■ Qué se pide:
1 - Indica si cada una de estas afirmaciones concuerda con el texto sobre la culpa. Responde sí o no y cita literalmente las palabras del texto que lo deciden.
(a) En los años ochenta, enriquecerse seguía estando mal visto.
(b) La culpa es ahora retrospectiva e ilimitada.
(c) A finales de los años sesenta se alcanzó una nueva inocencia.
2 - Prosigue el texto sobre la culpa a partir de su última oración.

■ Texto extraído:
§ §
Dos siglos y dos guerras mundiales después, alcanzamos a finales de los años sesenta una nueva inocencia. El hombre no tiene ya nada de lo que avergonzarse, dueño absoluto de sus actos. Su deseo es su única ley, nada de cuanto imagine o sueñe es impuro, no hay condena porque no hay pecado. Los placeres de la carne son conocimiento, la embriaguez aventura. No habrá ya nada suficientemente sagrado para ser protegido del poder disolvente de la risa. En los ochenta se amplía la amnistía con el concepto de los guilty pleasures, ya puedes confesar que te gusta la música de consumo o las comedias sentimentales; demonios, hasta forrarse deja de estar mal visto, el codicioso deviene emprendedor, alguien que persigue sus sueños a base de intuición pura, disciplina y resolución.
Y sin embargo… treinta años después esa culpa contra la que tanto combatimos vuelve por sus fueros, desbordando sus límites iniciales, hipertrofiada de un modo grotesco, en lo que a algunos antipáticos sospechosos se nos antoja un delirio colectivo.
La culpa es ahora retrospectiva e ilimitada. La práctica del online shaming permite que un chiste o un comentario hecho hace años pueda acarrear consecuencias catastróficas a la velocidad de la ira ―las almas bellas gustan de denominar “consecuencias” a las prácticas represivas de la “cultura de la cancelación”―. Personas emocionalmente frágiles e inestables, incapaces de aceptar una opinión que contradiga su visión del mundo, exigen y arbitran un virulento mecanismo de venganzas y derogaciones. Una neolengua de eufemismos se expande, caduca y renueva sin cesar. No herir, no ofender se torna idea fija, todo es renombrado en la creencia de que modificar el lenguaje modifica el mundo y ¡ay de quien ose volver a las antiguas, crueles, inmundas palabras! Estrellas del espectáculo, deportistas y políticos se entregan a aparatosas exhibiciones de arrepentimiento público porque en su juventud dijeron algo indebido o tuvieron lo que, con suprema gazmoñería, se llama «una conducta inapropiada».
§ §
■ Información proporcionada:
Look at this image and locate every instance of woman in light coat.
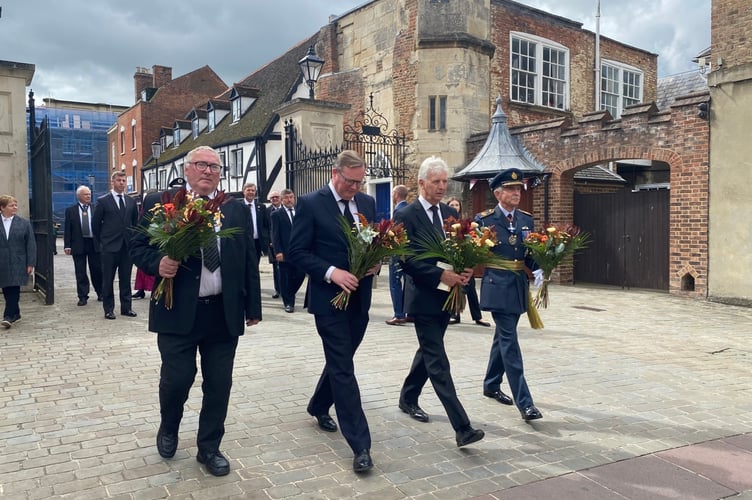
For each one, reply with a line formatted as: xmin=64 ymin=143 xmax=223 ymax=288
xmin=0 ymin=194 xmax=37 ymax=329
§ §
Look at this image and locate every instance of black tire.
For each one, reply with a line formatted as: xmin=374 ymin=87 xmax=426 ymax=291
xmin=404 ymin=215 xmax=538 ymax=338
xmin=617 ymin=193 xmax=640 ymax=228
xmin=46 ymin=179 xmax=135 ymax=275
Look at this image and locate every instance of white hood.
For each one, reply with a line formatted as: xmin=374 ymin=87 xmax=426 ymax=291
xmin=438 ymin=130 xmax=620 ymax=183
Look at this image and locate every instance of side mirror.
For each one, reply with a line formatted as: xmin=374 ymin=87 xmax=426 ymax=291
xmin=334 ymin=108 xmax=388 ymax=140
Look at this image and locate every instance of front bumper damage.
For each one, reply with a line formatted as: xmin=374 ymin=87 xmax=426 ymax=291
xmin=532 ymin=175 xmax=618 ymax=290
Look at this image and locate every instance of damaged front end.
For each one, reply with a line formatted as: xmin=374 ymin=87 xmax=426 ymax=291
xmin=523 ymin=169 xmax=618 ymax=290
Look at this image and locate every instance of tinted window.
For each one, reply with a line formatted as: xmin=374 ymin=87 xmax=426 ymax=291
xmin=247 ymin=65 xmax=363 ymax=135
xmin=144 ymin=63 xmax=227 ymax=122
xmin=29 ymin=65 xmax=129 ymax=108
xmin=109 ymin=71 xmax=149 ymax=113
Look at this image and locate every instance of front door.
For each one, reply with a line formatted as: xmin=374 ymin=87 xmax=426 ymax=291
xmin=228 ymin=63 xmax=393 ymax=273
§ §
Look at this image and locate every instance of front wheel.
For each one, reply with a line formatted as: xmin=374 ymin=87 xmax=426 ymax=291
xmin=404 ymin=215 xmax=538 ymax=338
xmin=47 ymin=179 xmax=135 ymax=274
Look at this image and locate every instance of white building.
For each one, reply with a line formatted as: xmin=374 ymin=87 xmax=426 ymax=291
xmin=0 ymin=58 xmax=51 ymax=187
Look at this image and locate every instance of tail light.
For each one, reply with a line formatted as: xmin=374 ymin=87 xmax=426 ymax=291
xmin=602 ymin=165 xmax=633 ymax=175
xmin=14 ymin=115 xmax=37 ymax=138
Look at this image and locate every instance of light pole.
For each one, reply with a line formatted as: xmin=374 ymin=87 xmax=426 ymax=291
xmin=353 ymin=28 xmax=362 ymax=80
§ §
■ Respuestas escritas:
1 -
(a) No: «hasta forrarse deja de estar mal visto».
(b) Sí: «La culpa es ahora retrospectiva e ilimitada.»
(c) Sí: «alcanzamos a finales de los años sesenta una nueva inocencia».

2 -
La vieja culpa se veía atenuada por el olvido y el perdón, pero no existe el olvido en la sociedad digital y tampoco el perdón, porque la culpa va más allá de nosotros y de nuestra voluntad y se extiende a lo colectivo. El “privilegio”, la nueva versión del pecado original, nos estigmatiza como réprobos por el hecho de pertenecer a mayorías opresoras. Somos responsables de los pecados de nuestros padres y nuestros antepasados, de nosotros solo se espera que guardemos un decoroso silencio avergonzado.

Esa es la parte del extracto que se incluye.